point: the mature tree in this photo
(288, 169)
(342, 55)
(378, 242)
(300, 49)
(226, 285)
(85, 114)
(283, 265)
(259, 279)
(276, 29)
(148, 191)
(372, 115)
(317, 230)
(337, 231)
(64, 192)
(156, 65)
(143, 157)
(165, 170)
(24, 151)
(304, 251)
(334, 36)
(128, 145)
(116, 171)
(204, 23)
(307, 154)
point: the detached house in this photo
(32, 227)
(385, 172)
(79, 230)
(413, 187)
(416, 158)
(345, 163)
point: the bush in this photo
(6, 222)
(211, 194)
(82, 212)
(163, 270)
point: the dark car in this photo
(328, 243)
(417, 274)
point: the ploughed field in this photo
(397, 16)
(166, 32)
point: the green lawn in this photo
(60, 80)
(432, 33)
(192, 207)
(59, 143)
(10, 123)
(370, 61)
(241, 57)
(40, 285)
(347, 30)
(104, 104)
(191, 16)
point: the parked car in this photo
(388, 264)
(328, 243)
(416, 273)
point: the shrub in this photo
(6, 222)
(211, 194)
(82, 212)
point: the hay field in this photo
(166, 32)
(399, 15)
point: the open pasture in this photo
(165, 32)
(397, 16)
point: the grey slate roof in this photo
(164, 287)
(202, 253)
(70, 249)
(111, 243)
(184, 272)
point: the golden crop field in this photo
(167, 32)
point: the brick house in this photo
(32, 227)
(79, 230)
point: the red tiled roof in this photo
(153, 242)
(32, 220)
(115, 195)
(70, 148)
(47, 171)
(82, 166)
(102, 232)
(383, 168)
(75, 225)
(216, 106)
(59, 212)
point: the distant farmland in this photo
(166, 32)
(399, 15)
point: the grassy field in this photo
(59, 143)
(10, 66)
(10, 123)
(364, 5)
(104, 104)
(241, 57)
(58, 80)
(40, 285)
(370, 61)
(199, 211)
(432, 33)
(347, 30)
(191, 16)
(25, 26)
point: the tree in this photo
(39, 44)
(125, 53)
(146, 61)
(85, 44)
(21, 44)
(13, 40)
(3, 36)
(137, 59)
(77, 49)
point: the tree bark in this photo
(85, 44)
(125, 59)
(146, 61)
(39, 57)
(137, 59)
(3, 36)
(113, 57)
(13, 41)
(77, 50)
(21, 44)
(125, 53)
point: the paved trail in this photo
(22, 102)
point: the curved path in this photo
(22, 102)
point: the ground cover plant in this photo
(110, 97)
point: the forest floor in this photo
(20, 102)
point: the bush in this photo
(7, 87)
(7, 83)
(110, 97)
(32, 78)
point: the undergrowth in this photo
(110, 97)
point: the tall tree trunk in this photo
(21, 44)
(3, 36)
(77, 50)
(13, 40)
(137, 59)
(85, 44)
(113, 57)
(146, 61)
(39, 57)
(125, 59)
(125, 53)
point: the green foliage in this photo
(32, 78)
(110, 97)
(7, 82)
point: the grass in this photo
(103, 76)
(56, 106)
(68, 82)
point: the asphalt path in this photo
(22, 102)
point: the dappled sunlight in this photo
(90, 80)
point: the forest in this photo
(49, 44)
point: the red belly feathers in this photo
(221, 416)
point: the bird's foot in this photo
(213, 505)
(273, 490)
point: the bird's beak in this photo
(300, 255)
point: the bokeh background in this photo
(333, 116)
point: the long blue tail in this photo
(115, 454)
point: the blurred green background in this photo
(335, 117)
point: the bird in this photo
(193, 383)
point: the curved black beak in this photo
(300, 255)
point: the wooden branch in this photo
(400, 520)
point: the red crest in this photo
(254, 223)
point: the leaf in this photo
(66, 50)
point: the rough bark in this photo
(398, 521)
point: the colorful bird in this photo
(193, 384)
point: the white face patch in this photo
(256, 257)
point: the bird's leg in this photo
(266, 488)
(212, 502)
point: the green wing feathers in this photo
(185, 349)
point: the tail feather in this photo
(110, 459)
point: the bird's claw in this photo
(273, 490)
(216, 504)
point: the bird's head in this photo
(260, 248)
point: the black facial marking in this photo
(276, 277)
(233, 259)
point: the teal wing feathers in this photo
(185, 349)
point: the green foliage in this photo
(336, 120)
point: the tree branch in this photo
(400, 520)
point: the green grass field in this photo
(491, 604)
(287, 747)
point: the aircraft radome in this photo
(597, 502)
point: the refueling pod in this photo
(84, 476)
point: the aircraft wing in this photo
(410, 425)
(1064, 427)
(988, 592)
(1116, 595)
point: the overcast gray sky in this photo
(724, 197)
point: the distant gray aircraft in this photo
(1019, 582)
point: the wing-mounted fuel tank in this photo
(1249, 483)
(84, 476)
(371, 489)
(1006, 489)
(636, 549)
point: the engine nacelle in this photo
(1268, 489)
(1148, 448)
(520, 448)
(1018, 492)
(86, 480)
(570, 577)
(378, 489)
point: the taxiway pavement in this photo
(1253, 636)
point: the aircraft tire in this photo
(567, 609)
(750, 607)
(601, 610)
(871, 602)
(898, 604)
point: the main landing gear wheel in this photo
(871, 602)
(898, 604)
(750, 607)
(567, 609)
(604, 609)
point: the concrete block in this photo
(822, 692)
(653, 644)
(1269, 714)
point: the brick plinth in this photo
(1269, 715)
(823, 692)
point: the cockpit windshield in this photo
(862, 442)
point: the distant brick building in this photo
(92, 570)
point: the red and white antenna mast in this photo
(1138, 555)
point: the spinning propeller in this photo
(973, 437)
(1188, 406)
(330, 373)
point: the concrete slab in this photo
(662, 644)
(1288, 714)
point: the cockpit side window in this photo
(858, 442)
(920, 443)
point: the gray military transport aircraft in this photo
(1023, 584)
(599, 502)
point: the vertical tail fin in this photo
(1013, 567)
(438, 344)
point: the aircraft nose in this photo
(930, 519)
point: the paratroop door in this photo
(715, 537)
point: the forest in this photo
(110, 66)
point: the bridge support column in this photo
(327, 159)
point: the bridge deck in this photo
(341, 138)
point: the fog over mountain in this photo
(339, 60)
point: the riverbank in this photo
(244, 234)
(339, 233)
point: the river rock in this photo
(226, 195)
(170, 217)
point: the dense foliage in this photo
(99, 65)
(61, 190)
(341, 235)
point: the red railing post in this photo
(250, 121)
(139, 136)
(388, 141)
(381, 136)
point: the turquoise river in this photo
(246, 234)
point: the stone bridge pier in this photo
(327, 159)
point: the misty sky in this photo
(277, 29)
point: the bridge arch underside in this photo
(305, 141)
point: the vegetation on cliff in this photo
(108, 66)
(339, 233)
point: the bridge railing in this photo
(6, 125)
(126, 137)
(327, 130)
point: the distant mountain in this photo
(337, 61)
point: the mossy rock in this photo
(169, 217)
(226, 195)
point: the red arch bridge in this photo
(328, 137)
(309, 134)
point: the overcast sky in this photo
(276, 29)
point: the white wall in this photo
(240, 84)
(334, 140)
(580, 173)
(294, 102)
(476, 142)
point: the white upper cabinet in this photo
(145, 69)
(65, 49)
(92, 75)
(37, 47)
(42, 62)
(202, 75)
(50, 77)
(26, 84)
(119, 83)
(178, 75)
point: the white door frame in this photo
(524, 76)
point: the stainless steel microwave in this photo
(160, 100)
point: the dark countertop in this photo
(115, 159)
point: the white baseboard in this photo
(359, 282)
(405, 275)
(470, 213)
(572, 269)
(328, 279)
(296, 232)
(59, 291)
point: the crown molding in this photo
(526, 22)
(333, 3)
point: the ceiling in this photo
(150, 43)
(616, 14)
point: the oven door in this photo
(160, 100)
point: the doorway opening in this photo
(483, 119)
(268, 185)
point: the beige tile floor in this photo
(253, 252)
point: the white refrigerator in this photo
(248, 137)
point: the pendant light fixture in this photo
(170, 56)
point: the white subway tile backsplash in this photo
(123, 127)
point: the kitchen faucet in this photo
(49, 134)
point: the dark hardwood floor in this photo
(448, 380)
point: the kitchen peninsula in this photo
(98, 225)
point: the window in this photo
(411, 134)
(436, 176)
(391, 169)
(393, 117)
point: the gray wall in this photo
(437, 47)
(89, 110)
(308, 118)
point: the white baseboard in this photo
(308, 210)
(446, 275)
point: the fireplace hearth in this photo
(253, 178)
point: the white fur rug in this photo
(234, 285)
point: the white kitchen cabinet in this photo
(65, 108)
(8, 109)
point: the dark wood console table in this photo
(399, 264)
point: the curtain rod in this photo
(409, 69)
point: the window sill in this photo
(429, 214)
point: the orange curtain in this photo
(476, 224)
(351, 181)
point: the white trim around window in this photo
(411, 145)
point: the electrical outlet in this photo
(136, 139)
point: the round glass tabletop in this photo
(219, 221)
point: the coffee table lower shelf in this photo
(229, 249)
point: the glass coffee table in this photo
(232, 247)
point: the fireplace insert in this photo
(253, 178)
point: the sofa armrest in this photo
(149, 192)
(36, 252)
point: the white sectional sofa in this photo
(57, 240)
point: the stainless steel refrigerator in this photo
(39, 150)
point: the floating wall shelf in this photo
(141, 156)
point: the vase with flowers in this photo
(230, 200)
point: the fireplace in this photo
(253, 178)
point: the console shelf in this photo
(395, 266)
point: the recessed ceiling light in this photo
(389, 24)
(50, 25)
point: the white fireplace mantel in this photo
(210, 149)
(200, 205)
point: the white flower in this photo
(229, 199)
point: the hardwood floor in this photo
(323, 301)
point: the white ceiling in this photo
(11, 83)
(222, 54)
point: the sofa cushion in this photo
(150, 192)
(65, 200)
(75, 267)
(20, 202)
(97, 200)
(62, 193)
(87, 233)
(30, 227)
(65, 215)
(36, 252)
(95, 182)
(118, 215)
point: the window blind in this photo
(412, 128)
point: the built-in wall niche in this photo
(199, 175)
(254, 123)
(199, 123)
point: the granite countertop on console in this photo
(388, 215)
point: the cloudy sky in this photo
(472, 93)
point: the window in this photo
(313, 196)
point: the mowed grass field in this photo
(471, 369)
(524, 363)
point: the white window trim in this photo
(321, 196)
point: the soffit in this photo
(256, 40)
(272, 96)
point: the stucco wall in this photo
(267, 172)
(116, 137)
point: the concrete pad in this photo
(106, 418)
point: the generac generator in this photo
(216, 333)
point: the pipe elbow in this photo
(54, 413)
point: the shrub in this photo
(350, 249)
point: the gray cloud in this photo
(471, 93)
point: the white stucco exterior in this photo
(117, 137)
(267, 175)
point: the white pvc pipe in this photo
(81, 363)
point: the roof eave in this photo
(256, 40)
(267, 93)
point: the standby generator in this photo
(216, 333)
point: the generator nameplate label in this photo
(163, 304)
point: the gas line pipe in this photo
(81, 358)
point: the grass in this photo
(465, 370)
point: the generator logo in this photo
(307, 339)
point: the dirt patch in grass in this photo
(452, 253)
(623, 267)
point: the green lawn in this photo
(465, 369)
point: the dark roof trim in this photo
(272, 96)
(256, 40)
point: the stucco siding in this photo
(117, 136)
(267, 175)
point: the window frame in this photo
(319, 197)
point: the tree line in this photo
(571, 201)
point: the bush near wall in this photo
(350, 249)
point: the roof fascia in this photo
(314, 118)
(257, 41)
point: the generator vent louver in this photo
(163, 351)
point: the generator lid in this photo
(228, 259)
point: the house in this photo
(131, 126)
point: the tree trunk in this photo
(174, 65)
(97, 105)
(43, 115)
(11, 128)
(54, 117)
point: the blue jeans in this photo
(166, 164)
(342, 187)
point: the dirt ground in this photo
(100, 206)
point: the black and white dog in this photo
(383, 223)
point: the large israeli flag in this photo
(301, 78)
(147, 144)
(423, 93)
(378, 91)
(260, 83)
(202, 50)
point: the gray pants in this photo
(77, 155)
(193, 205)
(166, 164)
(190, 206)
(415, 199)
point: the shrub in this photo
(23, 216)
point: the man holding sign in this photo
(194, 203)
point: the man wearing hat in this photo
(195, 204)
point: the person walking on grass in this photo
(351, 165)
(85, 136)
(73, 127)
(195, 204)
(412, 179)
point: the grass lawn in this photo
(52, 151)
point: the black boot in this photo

═══

Prompt:
Can you rewrite the part of the material that opens with the line containing "point: the bird's beak in this photo" and closes with the line containing "(1269, 714)", putting "nose cone" in place of "radome" and leaving everything else unchanged?

The completed task:
point: the bird's beak in this photo
(300, 255)
point: the bokeh background in this photo
(333, 116)
point: the long blue tail in this photo
(115, 454)
point: the blurred green background in this photo
(335, 117)
point: the bird in this photo
(193, 383)
point: the curved black beak in this photo
(300, 255)
point: the wooden branch in this photo
(400, 520)
point: the red crest in this photo
(254, 223)
point: the leaf in this photo
(66, 50)
point: the rough bark in this photo
(398, 521)
point: the colorful bird in this photo
(193, 384)
point: the white face patch in this photo
(256, 257)
point: the bird's leg in this photo
(266, 488)
(212, 502)
point: the green wing feathers in this photo
(185, 349)
point: the tail feather in this photo
(110, 459)
point: the bird's claw in this photo
(273, 490)
(216, 504)
point: the bird's head in this photo
(260, 248)
point: the black facial marking in this photo
(276, 277)
(233, 259)
point: the teal wing feathers in this photo
(185, 349)
point: the green foliage in this photo
(336, 120)
point: the tree branch in this photo
(400, 520)
point: the green grass field in this photo
(491, 604)
(287, 747)
point: the aircraft nose cone in this photo
(597, 502)
point: the refueling pod in this photo
(84, 476)
point: the aircraft wing in this photo
(410, 425)
(1064, 427)
(988, 592)
(1116, 595)
point: the overcast gray sky in this photo
(724, 197)
point: the distant gray aircraft in this photo
(1019, 582)
point: the wing-mounted fuel tank in this photo
(1249, 483)
(84, 476)
(371, 489)
(1006, 489)
(636, 549)
point: the engine nacelle in this photo
(1268, 489)
(1148, 448)
(520, 448)
(1018, 492)
(86, 480)
(570, 577)
(378, 489)
point: the taxiway pavement in this photo
(1253, 636)
point: the aircraft tire in this photo
(567, 609)
(750, 607)
(601, 610)
(871, 602)
(898, 604)
point: the main landing gear wheel in this photo
(871, 602)
(898, 604)
(750, 607)
(567, 609)
(604, 609)
point: the concrete block in this photo
(822, 692)
(653, 644)
(1269, 714)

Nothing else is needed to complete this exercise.